→ SOURCE MATERIAL
>>>>>

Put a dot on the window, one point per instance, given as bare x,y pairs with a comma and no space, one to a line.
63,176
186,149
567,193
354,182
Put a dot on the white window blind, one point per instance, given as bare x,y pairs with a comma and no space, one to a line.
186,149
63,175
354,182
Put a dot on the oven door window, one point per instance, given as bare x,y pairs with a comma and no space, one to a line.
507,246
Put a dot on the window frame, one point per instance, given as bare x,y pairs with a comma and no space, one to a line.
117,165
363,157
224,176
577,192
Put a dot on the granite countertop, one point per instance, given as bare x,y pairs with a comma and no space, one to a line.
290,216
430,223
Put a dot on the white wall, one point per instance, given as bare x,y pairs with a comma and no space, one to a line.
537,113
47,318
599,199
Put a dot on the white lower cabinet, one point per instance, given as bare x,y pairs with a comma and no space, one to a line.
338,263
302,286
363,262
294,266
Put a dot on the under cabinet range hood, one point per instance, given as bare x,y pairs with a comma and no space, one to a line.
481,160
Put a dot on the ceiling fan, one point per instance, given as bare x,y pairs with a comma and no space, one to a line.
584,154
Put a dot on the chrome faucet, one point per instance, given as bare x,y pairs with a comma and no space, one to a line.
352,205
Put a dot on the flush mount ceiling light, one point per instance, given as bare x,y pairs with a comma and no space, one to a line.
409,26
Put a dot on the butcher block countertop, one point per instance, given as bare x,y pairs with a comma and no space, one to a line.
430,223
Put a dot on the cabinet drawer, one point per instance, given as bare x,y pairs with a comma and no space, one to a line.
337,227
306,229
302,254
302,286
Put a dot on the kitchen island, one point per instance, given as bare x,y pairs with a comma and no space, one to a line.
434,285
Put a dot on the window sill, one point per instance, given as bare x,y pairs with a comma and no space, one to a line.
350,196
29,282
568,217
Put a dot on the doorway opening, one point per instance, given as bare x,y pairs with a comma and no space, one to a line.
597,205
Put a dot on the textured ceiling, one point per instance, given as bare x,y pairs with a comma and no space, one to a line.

<<<<<

→ TO DO
Beginning at the line with "Put a dot on the kitchen" and ending at the last line of the entries, print every line exactly.

→ RESPONSE
Put a dot on the kitchen island, one point per instance, given as bare x,y pairs with a comma and no space, one to a line.
434,285
Put a dot on the window sill, one point per instance, given as bare x,y pairs with a comma and no space, one to a line.
350,196
29,282
568,217
Put a dot on the doorway opening, one point per instance, given as bare x,y pairs with a comma and no space, one to a line.
597,205
Put a dot on the textured ceiling, one point per instance, given as bare x,y pairs with a comma and no space, one to a line.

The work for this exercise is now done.